━━ FRAGMENTO ━━

Rincón amado
es nuestra casa de Las Peñas: aunque ya viejos, la construimos con la ilusión
de la golondrina que fabrica su nido; quedó a medida de nuestro deseo en cuanto
fue posible componer los esquemas del arquitecto contratado; a sus piedras que
cimentan, a sus ladrillos que dan cuerpo y a sus eucaliptos rollizos que
sostienen, apostamos nuestros últimos ahorros y… felizmente no debemos a nadie;
paradisíaco nos pareció el solar que escogimos para construirla: naturaleza
pura con pájaros y perros, sol ecuatorial, altitud 2.100 m; latitud geográfica
00, temperatura cuasi cálida, medioambiente creador de salud.
Se previeron
en esta casa espacios indispensables: cocina para comer el pan de la
convivencia; espacios abiertos para oír alguna música que se te meta al alma;
donde dormir por la noche, acompañado, soñando con alas tendidas; un lugar para
escribir, pensar, ¡hay tanta cosa en qué pensar!, o leer los libros de la
biblioteca; en fin, un espacio donde alojar al viandante que toca a nuestra
puerta y –claro-, también un rincón para orar.

━━━
━━ DATOS PROPORCIONADOS ━━

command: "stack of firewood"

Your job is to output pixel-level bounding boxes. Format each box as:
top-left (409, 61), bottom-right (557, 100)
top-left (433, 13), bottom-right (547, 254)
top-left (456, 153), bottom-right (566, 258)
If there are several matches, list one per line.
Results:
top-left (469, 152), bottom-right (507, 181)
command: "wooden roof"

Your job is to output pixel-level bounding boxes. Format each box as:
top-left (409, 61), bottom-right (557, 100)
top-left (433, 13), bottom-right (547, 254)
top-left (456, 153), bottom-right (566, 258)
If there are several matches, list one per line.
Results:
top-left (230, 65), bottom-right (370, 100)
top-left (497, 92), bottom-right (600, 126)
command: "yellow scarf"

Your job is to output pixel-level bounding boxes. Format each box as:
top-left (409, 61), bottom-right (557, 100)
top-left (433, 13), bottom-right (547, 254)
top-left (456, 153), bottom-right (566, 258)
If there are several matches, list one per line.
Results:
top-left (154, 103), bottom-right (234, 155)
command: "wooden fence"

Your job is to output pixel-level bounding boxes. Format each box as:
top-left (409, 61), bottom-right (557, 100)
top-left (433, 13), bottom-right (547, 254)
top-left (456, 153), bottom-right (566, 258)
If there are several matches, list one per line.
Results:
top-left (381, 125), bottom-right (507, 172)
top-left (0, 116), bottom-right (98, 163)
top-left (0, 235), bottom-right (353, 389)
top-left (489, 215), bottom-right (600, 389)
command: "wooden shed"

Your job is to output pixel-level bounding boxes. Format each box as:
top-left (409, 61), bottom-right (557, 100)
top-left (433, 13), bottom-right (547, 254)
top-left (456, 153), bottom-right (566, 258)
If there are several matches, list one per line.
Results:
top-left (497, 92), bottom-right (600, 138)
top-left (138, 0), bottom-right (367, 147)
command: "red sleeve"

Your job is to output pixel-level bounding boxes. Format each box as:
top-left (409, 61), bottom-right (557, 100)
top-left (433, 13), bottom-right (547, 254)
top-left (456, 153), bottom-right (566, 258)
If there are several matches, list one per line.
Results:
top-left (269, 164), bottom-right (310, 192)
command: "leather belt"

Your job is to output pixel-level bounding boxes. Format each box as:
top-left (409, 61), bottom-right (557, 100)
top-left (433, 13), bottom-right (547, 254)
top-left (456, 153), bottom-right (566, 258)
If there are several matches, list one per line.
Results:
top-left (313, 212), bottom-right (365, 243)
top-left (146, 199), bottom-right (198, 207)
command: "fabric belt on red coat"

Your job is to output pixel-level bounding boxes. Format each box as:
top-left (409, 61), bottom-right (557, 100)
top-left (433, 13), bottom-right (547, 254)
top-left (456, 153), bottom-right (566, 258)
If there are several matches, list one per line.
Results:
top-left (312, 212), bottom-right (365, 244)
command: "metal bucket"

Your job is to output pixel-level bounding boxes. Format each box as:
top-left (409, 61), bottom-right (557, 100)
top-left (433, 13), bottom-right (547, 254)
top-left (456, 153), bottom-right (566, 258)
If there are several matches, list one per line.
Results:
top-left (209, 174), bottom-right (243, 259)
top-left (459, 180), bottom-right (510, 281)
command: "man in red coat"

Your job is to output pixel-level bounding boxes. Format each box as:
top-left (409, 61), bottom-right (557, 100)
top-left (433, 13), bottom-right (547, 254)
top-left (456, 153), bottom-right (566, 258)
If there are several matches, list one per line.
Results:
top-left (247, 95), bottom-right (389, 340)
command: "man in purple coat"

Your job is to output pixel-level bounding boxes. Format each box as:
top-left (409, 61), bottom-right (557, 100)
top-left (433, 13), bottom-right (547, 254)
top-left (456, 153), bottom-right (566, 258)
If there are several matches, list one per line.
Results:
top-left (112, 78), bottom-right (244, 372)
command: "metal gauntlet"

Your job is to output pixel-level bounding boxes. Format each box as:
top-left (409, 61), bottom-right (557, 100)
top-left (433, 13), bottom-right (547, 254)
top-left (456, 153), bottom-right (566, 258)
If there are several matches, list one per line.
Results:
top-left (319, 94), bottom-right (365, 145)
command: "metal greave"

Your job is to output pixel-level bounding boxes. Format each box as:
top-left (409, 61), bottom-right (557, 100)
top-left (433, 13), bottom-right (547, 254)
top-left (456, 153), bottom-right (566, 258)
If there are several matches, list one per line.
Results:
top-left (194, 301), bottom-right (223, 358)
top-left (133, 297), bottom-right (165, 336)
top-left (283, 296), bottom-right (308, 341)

━━━

QUÉ SE PIDE »
Responde según el fragmento sobre la casa de Las Peñas:
1. ¿A qué altitud está el solar de la casa?
2. ¿Con qué ilusión construyeron la casa?
3. ¿Para quién se previó un espacio donde alojarse?
Las filas proceden de otra fuente.

RESULTADO »
1. A 2.100 m.
2. Con la ilusión de la golondrina que fabrica su nido.
3. Para el viandante que toca a la puerta.